**Tugas 1:**
Identifikasi setiap baris dalam daftar yang memuat kata "yellow". Huruf besar dan huruf kecil dibedakan.

Praktik
korupsi yang belakangan mulai melibatkan elite partai berlatar belakang
gerakan keagamaan mengindikasikan pola rekrutmen tidak sehat, kesalahan
(baca: dosa) kolektif, selain praktik keagamaan dengan ketuhanan utopis.
Surga-neraka
seolah merupakan wilayah dunia antah berantah dengan Tuhan tak tersentuh.
Korupsi dipandang sebagai bukan dosa besar yang tidak mungkin memperoleh
ampunan Allah. Menelantarkan rakyat dan umat bukan sebuah maksiat atau
dosa, melainkan sekadar sebuah kekeliruan kecil seperti salah-ucap (slip of the tongue). Dalam situasi
demikian, rakyat negeri ini merindukan kehadiran pemimpin yang memiliki
kesadaran profetik dan keberpihakan humanis dengan kecerdasan sosial
tinggi.
Suatu
kecerdasan yang meletakkan dosa-pahala sebagai wilayah empirik tentang
kemampuan memenuhi kebutuhan sebagian besar warga yang tidak beruntung
alias miskin, papa, dan menderita. Tuhan bukan sesuatu yang jauh,
surga-neraka bukan wilayah utopis, melainkan hadir dalam praksis
kehidupan sehari-hari. Pemimpin dengan kecerdasan sosial tinggi demikian
tidak meletakkan jabatan sebagai kehormatan dengan sejumlah aksesori
protokoler dan ajudan.
Pemimpin
berkecerdasan sosial tinggi menempatkan diri sebagai manusia biasa dengan
tanggung jawab sosial-politik yang setiap saat tampil bersama rakyat dan
umat yang dipimpin. Pemimpin yang terus membuka diri berdialog dengan
rakyat tanpa aksesori protokoler yang sering menjadi penghalang rakyat
berhubungan langsung dengan sang pemimpin. Pemimpin berkecerdasan sosial
tinggi itulah yang disebut pemimpin profetik yang menyatu dengan jiwa
rakyat dan umat.

**Tugas 2:**
Jawablah pertanyaan berikut berdasarkan kutipan teks tentang pemimpin profetik.
(a) Menelantarkan rakyat dan umat dianggap sekadar kekeliruan kecil seperti apa?
(b) Pemimpin dengan kecerdasan sosial tinggi tidak meletakkan jabatan sebagai apa?
(c) Disebut apakah pemimpin berkecerdasan sosial tinggi itu?

**Baris Tersimpan:**

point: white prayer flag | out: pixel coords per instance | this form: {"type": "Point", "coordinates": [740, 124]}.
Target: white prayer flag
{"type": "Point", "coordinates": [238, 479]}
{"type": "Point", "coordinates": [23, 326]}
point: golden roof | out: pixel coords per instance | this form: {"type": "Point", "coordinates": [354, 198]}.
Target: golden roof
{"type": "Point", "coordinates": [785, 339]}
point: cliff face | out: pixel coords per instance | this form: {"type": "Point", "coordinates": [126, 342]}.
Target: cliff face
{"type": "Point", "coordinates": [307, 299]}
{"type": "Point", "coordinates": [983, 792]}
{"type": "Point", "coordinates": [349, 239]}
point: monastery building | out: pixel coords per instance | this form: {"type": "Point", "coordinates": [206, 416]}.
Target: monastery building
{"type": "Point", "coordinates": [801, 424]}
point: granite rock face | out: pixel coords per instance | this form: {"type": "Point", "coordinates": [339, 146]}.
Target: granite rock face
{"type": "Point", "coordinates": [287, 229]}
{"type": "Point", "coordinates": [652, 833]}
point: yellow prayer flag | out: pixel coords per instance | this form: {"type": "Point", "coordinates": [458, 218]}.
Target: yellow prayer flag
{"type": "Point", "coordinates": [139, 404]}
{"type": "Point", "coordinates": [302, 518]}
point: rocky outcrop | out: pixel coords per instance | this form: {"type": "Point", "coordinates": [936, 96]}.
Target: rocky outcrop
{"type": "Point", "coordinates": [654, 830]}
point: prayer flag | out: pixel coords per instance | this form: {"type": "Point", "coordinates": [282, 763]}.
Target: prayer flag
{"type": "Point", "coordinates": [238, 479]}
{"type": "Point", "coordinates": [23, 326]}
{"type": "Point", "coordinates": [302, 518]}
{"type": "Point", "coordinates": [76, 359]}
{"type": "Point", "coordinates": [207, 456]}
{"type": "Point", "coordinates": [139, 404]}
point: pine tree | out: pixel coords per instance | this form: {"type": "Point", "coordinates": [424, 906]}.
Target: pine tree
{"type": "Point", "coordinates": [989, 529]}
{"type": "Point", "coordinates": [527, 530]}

**Jawaban Akhir 1:**
point: yellow prayer flag | out: pixel coords per instance | this form: {"type": "Point", "coordinates": [458, 218]}.
Target: yellow prayer flag

**Jawaban Akhir 2:**
(a) Seperti salah-ucap (slip of the tongue).
(b) Sebagai kehormatan dengan sejumlah aksesori protokoler dan ajudan.
(c) Pemimpin profetik yang menyatu dengan jiwa rakyat dan umat.